» **Problem**
Make an exact transcription of the material, leaving out all images.

* START Material for the task *

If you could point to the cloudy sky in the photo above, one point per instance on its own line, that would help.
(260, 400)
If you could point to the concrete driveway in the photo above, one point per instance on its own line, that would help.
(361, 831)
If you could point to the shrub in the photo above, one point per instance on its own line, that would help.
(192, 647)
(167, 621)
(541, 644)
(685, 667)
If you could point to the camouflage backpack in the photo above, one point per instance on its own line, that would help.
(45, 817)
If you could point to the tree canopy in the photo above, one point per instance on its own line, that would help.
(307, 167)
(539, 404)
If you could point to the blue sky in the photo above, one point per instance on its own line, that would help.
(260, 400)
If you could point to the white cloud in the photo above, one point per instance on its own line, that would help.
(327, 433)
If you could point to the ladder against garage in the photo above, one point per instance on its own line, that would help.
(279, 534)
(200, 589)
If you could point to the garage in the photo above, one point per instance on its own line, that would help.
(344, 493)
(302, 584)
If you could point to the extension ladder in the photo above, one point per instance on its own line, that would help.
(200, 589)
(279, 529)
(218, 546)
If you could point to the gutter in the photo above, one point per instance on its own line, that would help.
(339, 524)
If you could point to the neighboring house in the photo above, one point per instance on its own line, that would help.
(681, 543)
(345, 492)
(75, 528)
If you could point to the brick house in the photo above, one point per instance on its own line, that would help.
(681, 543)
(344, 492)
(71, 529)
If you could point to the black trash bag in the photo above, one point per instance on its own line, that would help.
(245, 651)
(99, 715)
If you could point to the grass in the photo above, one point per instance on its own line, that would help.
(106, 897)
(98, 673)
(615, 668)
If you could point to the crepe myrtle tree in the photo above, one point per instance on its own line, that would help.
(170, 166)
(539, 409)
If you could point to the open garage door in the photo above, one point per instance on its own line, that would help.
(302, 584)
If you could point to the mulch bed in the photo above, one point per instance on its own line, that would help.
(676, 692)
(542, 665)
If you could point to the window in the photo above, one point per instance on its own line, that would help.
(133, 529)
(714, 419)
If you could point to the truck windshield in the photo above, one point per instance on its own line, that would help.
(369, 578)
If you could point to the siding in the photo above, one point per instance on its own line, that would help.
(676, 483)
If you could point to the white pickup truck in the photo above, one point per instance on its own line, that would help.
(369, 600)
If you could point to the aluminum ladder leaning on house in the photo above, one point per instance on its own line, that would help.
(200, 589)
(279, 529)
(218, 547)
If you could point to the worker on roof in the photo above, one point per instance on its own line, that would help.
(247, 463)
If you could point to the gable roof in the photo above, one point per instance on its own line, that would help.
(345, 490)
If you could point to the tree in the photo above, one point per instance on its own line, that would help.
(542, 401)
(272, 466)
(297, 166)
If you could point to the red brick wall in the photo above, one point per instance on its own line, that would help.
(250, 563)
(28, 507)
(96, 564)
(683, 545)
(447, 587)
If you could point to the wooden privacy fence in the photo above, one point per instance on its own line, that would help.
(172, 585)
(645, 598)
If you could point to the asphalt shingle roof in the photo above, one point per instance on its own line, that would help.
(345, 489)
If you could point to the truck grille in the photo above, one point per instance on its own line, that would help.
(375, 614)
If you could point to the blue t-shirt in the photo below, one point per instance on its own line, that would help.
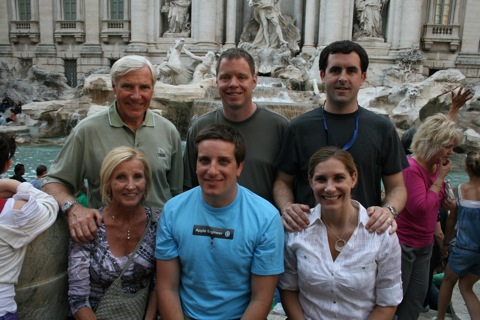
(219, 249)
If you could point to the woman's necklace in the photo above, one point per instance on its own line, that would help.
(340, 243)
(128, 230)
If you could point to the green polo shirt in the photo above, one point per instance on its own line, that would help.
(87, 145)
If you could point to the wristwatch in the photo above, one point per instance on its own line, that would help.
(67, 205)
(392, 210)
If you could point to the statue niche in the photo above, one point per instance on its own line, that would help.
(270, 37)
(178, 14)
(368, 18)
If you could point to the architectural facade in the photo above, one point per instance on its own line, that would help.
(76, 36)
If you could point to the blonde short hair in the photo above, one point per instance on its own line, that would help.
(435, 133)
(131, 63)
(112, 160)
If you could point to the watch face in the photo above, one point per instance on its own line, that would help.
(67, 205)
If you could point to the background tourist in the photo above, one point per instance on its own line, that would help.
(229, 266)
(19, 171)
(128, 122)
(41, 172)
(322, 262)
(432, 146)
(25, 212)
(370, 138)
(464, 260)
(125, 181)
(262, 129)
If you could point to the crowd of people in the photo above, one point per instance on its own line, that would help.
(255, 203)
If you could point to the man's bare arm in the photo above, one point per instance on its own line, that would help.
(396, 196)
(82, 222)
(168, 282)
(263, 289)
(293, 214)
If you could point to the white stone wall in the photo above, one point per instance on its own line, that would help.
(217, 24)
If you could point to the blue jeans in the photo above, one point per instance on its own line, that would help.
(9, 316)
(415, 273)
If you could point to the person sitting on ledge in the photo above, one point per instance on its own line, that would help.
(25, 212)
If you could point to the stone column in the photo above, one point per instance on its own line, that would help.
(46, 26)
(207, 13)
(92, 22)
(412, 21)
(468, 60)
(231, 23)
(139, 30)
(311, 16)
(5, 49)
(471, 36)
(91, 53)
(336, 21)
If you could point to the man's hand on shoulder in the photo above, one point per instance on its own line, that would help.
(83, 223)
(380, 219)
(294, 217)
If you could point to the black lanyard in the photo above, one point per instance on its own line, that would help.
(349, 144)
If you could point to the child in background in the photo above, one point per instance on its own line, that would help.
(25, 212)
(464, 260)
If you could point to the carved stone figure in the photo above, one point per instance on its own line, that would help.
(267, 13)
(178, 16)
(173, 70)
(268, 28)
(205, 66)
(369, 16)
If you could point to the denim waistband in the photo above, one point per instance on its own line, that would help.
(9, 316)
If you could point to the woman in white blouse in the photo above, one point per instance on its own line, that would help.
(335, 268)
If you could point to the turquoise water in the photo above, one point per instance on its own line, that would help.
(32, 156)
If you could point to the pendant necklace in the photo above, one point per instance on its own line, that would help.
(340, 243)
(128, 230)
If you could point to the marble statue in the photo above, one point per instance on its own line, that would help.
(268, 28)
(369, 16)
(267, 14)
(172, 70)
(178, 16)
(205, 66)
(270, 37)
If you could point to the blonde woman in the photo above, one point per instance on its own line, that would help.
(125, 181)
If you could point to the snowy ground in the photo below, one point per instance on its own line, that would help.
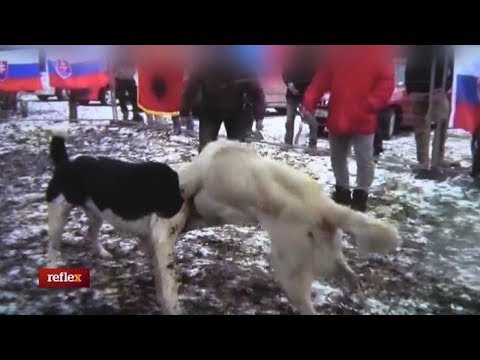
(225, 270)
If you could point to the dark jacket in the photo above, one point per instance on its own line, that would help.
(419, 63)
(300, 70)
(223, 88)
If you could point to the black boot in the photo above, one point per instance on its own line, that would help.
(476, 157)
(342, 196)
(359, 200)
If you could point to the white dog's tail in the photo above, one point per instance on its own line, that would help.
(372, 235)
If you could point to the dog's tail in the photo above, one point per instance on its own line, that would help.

* END Material for the task *

» **Answer in full**
If you could point to the cloudy sky in the photo above, one point per instance on its own line, that would help.
(260, 400)
If you could point to the concrete driveway in the photo above, one point per instance on its own line, that would help.
(361, 831)
If you could point to the shrub in the photo above, one point per instance on its own line, that would help.
(192, 647)
(167, 621)
(541, 644)
(685, 667)
If you could point to the camouflage backpack in the photo above, one point per instance on its own line, that would help.
(45, 817)
If you could point to the tree canopy in the photo above, one point per instance on its own line, that would help.
(307, 167)
(539, 404)
If you could point to the blue sky in the photo above, one point per instance on its own line, that would help.
(260, 400)
If you could point to the white cloud in the photo above, one point per instance on its own line, that would help.
(327, 433)
If you could point to the ladder against garage in the photo above, one point per instance on its own line, that would help.
(279, 534)
(200, 589)
If you could point to the garage in the photo above, one point per instance on its own line, that would help.
(344, 493)
(302, 584)
If you could point to the extension ladder in the photo above, one point per instance on its own line, that would help.
(200, 589)
(279, 529)
(218, 546)
If you could point to the gutter in the photo above, one point per instance on its own line, that would help.
(339, 524)
If you could point to the neighboring house in the photo above, one point per instance on its own line, that would help.
(681, 543)
(345, 492)
(75, 528)
If you could point to the brick house in the photo above, one point per instance on its own line, that would help.
(681, 543)
(344, 492)
(71, 529)
If you could point to the black trash bag in the photo above, one point per instance on its own line, that would help.
(245, 651)
(99, 715)
If you could point to the grass in the photo above, one point per instance on its own line, that would help.
(106, 897)
(98, 673)
(615, 668)
If you could point to the crepe myrtle tree in the photo above, one point per instance on its own line, that would help.
(170, 166)
(539, 409)
If you could point to the open garage door in the photo above, one point per instance on its own line, that would help.
(302, 584)
If you could point to the mulch bed in the photo above, one point per instance on its own line, that would help.
(676, 692)
(542, 665)
If you could point to the window in the photo above, one point per instance on its own line, that would help.
(133, 529)
(714, 419)
If you could point to the truck windshield in the photo above, one point per instance on its own line, that would help.
(369, 578)
If you could point to the siding in the photo above, one point per instance on its own line, that would help.
(676, 483)
If you could point to the white pickup truck in the photo above, one point per instance on its own line, that would help.
(369, 600)
If you could point to the aluminum ladder leaning on house in the photo above, one point per instance on its own line, that would help.
(200, 589)
(279, 529)
(218, 547)
If you could point to the worker on roof in the photo above, one point per instance on its own line, that would help.
(247, 463)
If you could point to the gable roof in the photo above, one point per instance on its own line, that would help.
(345, 490)
If you could point to the tree in the photo above, one point per instance on its own line, that would help.
(542, 401)
(272, 466)
(297, 166)
If you could point to the red brick wall in the photo above, one point per instance on its own line, that would help.
(250, 563)
(28, 507)
(96, 564)
(683, 545)
(447, 587)
If you could point to the wooden privacy fence in the photo above, one point per instance on its own line, that would help.
(172, 585)
(645, 598)
If you could point to the asphalt shingle roof in the photo above, one point per instance on its own line, that would help.
(345, 489)
If you could point to the truck grille in the photo above, one point per instance on its own line, that would help.
(375, 614)
If you could point to the blue t-shirt in the photo below, one point per instance on its own line, that would help.
(219, 249)
If you could point to the woman's necklace in the photo above, one point per instance on its own line, that would help.
(340, 243)
(128, 230)
If you could point to the green polo shirt in the photo above, one point per instance on its own line, that would help.
(87, 145)
If you could point to the wristwatch in the photo above, one point per instance on its own line, that would help.
(67, 205)
(392, 210)
If you could point to the statue niche in the photo above, one point per instance on its own line, that would help.
(270, 37)
(178, 14)
(368, 18)
If you could point to the architectural facade in the photo above, one point per instance on its own line, that would help.
(76, 36)
If you could point to the blonde short hair in the photo above, one point per instance on its own line, that would help.
(435, 133)
(131, 63)
(112, 160)
If you could point to the watch face in the photo above, one point per instance on its own line, that would help.
(67, 205)
If you could point to the background tourist in the photo above, one point per instance on its own line, that would help.
(229, 266)
(19, 171)
(128, 122)
(41, 172)
(322, 262)
(432, 146)
(25, 212)
(370, 138)
(464, 260)
(125, 181)
(262, 129)
If you could point to the crowd of people in the photo above, one point per instance on its own line, that would help.
(255, 203)
If you could point to the man's bare arm in the photo above, one point per instance on its own line, that would help.
(396, 196)
(82, 222)
(168, 282)
(263, 289)
(293, 214)
If you could point to the white stone wall in the photo above, one point per instance on its own line, that would help.
(217, 24)
If you could point to the blue jeans in the photo above, one point per instance on its own line, that would help.
(9, 316)
(415, 273)
If you could point to the person sitting on ledge in the photo above, one point per instance on its own line, that would help.
(25, 212)
If you could point to the stone column in the photo above, one point per instance on its own line, that would help.
(46, 26)
(207, 13)
(92, 22)
(412, 21)
(468, 60)
(231, 23)
(139, 30)
(311, 16)
(5, 49)
(471, 36)
(91, 53)
(336, 21)
If you could point to the man's hand on shoulder in the photo above, one point per instance on its own line, that would help.
(83, 223)
(380, 219)
(294, 217)
If you could point to the black lanyard in the photo above, one point per instance on its own line, that would help.
(349, 144)
If you could point to the child in background in the photo above, one point per instance on its own line, that would help.
(25, 212)
(464, 260)
If you could point to the carved stone figure in the photo above, one point per instance on its own line, that would help.
(267, 13)
(178, 16)
(173, 70)
(268, 28)
(205, 66)
(369, 16)
If you could point to the denim waistband in the photo above, one point per instance on its own line, that would help.
(9, 316)
If you could point to the woman in white blouse in the photo above, one point per instance on its own line, that would help.
(335, 268)
If you could point to the turquoise water in the photo above, one point per instance on its own line, that would help.
(32, 156)
If you could point to the pendant necklace in the photo above, one point per instance on its own line, that would help.
(340, 243)
(128, 230)
If you could point to the marble statue in the photo above, one point per instance on its own line, that would help.
(268, 28)
(369, 16)
(267, 14)
(172, 70)
(178, 16)
(205, 66)
(270, 37)
If you could point to the blonde woman in the photo above, one point per instance on its own line, that would help.
(125, 181)
If you could point to the snowy ground in the photo below, one point per instance on its own line, that would help.
(225, 270)
If you could point to the dark jacket in the photo above, one point per instance on its own line, that would help.
(419, 63)
(300, 70)
(223, 88)
If you could point to the black boot in the photo above, one point per instance on its own line, that would help.
(476, 157)
(342, 196)
(359, 200)
If you could point to the white dog's tail in the photo above, one point per instance on its own line, that would help.
(372, 235)
If you could point to the dog's tail in the photo above, one point per instance on its own line, that would help.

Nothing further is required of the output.